Task objective: Filter the items below down to the lines that contain the word "Where", and copy each such line in full.

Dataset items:
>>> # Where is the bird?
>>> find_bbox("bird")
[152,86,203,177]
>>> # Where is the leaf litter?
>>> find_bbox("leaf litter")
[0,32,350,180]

Task answer:
>>> # Where is the bird?
>>> # Where is the leaf litter?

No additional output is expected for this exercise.